| Exercise |
Extend the plan for the Clang research paper below, starting after its final bullet under "Contribution Volume".

| Selected passage |
This document defines the goals, structure, data requirements, and contributor responsibilities for a publishable research paper documenting the C++ Alliance's AI-assisted Clang contribution initiative during 2026.

The paper will demonstrate, with full transparency and rigorous data, that human-agentic workflows produce high-quality compiler contributions at scale. It is both a scientific contribution and a proof-of-concept for AI-assisted open-source development.

Authors

All team members listed in README.md are authors. Additional contributors who participate in data collection or upstream submissions may be added.

Core Thesis

AI-assisted contributions from the C++ Alliance accounted for a significant share of Clang modifications in 2026, with a high upstream merge rate demonstrating quality rather than just volume. Full-disclosure methodology--every prompt, every chat, every cost--proves the work is reproducible and the results are real.

This is a success story. The paper exists to show that AI works for real compiler contributions, backed by data that leaves nothing to "trust me, bro."

Target Venue

Suitable journals or conferences for submission:

  • ICSE (International Conference on Software Engineering)
  • ASE (Automated Software Engineering)
  • LLVM Developers' Meeting
  • IEEE Software
  • CPPCon 2026 (presentation alongside paper)

Metrics to Collect

Contribution Volume

  • Percentage of all code modified in Clang attributable to our team (target: ~65% for 2026)

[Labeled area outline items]
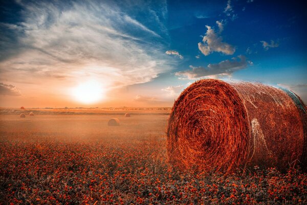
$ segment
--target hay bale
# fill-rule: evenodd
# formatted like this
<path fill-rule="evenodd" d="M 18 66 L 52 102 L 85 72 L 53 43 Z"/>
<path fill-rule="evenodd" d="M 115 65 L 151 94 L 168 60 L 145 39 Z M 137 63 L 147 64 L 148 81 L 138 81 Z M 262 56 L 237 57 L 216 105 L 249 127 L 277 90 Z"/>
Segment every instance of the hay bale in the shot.
<path fill-rule="evenodd" d="M 119 119 L 113 118 L 109 119 L 107 122 L 108 126 L 119 126 Z"/>
<path fill-rule="evenodd" d="M 169 161 L 182 169 L 232 172 L 255 165 L 306 168 L 307 114 L 293 92 L 261 84 L 203 79 L 174 102 Z"/>

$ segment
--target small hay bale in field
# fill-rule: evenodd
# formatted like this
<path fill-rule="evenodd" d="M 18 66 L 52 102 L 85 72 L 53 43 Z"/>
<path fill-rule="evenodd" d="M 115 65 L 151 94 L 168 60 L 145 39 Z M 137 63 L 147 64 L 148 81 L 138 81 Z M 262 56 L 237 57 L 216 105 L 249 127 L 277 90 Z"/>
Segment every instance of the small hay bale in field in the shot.
<path fill-rule="evenodd" d="M 232 172 L 258 165 L 306 169 L 307 114 L 295 94 L 259 83 L 198 81 L 174 102 L 169 160 L 182 169 Z"/>
<path fill-rule="evenodd" d="M 119 119 L 113 118 L 109 119 L 107 122 L 108 126 L 119 126 Z"/>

| Answer |
  • Total lines of code added, modified, and deleted
  • Number of PRs submitted upstream
  • Number of issues closed

PR Success Rate

  • Percentage of submitted PRs merged upstream (target: ~85%)
  • Rejection reasons for PRs that were not merged
  • Time from submission to merge

Cost Analysis

  • Total spend on AI reasoning (API costs by model and provider)
  • Compute costs (cloud build infrastructure)
  • Tooling costs
  • Human hours invested (review time, prompting time, upstream interaction)
  • Cost per merged PR
  • Cost per line of code

Prompting Complexity

  • One-shot fixes: issues resolved with a single AI interaction
  • Multi-turn fixes: issues requiring iterative human-AI collaboration
  • Human-only fixes: issues where AI could not contribute meaningfully
  • Average number of prompting rounds per fix
  • Distribution of fix complexity across categories

Time Metrics

  • Elapsed time from issue identification to merged PR
  • Time spent in AI generation vs. human review vs. upstream review
  • Comparison to historical fix times for similar issues (where data exists)

Bug Classification

  • Compiler crashes (ICE)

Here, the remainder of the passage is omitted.